* _Given data_:
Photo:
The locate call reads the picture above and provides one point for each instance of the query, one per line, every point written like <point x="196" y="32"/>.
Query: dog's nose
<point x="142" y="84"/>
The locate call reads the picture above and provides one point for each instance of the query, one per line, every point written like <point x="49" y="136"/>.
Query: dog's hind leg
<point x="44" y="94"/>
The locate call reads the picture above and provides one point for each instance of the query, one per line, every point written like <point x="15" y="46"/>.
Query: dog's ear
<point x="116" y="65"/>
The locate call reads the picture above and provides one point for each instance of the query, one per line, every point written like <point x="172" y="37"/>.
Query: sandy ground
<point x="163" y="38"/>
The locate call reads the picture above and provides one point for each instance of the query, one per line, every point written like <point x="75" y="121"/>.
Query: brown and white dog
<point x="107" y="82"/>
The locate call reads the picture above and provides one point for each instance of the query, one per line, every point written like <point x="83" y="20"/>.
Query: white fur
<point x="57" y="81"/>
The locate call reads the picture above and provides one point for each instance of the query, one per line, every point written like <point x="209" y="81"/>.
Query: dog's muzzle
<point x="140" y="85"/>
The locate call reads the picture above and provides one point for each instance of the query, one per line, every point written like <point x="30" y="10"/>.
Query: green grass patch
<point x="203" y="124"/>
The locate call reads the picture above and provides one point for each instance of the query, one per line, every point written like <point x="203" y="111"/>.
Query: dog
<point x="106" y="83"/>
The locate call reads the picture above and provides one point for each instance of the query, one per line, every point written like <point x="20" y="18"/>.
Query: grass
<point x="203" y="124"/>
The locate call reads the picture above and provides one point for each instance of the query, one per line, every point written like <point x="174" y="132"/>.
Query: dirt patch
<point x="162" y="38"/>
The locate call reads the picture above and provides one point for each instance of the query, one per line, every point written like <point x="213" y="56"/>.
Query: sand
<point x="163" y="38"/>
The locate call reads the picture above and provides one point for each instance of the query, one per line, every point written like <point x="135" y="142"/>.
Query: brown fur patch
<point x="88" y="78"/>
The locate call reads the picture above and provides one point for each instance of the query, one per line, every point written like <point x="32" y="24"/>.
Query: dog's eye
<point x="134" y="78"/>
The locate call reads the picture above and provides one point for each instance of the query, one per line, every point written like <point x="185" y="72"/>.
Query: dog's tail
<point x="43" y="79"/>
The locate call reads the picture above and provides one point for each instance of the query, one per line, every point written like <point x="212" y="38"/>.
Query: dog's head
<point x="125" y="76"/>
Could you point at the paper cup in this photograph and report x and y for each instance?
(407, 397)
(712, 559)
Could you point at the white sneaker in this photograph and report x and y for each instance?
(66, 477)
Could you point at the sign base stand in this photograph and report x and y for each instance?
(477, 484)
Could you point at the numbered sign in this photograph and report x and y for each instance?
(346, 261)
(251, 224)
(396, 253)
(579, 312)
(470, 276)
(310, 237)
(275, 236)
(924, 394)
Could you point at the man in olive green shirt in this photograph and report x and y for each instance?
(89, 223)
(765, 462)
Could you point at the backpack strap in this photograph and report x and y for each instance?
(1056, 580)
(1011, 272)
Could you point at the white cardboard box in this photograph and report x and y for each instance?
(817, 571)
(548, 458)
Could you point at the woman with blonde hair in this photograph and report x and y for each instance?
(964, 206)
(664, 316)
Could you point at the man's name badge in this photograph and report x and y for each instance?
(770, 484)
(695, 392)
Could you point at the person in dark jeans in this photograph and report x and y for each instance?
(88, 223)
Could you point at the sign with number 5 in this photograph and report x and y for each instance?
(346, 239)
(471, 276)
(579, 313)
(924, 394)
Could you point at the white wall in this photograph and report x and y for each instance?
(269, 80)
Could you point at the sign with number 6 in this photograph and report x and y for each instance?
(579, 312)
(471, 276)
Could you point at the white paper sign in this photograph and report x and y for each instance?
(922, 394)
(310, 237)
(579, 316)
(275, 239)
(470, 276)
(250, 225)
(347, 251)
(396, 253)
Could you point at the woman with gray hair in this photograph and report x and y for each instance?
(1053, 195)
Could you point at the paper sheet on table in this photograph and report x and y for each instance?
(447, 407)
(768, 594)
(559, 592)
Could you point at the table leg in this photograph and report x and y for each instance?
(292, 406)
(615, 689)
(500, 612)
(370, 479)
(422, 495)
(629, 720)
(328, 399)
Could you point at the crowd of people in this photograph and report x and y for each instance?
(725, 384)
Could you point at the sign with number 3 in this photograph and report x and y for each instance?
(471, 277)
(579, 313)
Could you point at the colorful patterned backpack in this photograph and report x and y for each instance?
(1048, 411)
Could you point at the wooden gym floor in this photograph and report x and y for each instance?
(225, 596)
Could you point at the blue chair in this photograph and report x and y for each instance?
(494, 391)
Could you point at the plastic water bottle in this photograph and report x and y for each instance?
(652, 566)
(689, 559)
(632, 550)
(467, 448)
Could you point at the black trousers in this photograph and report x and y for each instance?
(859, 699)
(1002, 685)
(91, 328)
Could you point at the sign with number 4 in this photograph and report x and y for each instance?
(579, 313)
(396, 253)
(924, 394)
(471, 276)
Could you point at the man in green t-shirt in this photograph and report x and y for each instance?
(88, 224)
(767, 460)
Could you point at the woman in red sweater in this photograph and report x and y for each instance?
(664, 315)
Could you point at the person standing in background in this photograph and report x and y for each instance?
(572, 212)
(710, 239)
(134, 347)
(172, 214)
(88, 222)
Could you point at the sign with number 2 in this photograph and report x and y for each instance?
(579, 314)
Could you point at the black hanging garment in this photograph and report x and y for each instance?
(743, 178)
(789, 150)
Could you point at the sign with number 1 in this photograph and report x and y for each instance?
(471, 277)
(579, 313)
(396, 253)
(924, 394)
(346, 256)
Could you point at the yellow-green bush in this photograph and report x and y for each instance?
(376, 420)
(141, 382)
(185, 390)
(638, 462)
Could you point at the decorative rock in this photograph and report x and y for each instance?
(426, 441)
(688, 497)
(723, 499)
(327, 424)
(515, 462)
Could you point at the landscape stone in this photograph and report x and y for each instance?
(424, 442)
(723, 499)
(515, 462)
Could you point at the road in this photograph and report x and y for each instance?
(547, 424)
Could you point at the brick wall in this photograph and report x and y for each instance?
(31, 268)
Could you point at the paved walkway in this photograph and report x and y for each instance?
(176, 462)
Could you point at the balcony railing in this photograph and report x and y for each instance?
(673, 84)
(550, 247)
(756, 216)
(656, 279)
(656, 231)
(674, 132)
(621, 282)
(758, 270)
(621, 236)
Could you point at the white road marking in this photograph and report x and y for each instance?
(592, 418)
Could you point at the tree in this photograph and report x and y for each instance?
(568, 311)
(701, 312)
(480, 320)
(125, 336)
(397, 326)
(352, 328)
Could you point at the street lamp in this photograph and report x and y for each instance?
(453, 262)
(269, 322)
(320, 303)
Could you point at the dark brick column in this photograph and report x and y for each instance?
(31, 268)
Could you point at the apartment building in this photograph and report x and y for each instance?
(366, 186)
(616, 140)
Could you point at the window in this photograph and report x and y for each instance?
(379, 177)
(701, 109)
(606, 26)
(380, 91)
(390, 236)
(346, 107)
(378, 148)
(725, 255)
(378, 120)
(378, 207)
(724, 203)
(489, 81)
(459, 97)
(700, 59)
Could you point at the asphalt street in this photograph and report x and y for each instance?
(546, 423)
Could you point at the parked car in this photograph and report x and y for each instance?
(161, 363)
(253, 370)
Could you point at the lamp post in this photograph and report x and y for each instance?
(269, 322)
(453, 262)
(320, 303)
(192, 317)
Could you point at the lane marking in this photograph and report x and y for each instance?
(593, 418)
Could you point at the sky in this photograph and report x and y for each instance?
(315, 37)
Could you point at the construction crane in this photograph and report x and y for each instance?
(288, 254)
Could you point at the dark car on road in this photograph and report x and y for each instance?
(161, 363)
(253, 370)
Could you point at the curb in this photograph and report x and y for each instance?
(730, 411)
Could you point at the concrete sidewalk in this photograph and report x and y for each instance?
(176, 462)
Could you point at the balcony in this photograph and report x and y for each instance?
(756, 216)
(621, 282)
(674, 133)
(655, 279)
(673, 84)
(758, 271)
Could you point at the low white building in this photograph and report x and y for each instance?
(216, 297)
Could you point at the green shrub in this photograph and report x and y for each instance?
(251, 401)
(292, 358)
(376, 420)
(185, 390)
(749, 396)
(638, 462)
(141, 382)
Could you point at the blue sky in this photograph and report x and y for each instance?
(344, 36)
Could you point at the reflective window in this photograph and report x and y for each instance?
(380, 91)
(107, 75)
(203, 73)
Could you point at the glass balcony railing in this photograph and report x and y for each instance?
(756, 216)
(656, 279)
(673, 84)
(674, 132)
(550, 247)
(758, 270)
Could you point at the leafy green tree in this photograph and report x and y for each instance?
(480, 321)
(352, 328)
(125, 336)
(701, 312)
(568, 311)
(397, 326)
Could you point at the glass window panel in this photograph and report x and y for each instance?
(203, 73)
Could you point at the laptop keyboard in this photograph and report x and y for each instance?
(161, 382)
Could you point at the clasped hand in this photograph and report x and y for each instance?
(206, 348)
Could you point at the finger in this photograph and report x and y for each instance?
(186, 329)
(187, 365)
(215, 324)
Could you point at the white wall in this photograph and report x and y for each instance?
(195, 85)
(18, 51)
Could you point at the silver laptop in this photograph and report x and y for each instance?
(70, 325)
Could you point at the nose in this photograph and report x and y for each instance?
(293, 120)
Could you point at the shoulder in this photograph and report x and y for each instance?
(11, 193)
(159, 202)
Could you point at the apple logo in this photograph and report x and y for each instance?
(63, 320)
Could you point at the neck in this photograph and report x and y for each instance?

* _Task brief_:
Only the lines from the one containing "Could you point at the leafy" through the end of the material should be reproduced, exactly, with both ends included.

* _Response to this task_:
Could you point at the leafy green tree in this photograph and report x and y for each instance?
(480, 321)
(352, 328)
(125, 336)
(701, 312)
(568, 311)
(397, 326)
Could you point at the glass window panel in this photograph and report x and y for each instance?
(203, 73)
Could you point at the laptop keyboard in this photograph and report x and y for each instance?
(161, 382)
Could you point at the clasped hand in this photograph and report x and y for each instance?
(206, 348)
Could you point at the finger in this photograph and report x and y for each instance?
(186, 329)
(187, 365)
(215, 324)
Could you point at the white wall in this photograph and report x and y for each instance?
(195, 85)
(18, 51)
Could you point at the silver laptop in this photograph and report x and y for each instance?
(70, 325)
Could you point at the nose in this photograph and report x and y for each instance?
(293, 120)
Could you point at the shoulder in this photograph and report x and y for each instance?
(11, 193)
(159, 202)
Could you point at the apple logo in this photograph and report x and y for each instance?
(63, 320)
Could you point at the neck in this photograph and report x and y for each instance?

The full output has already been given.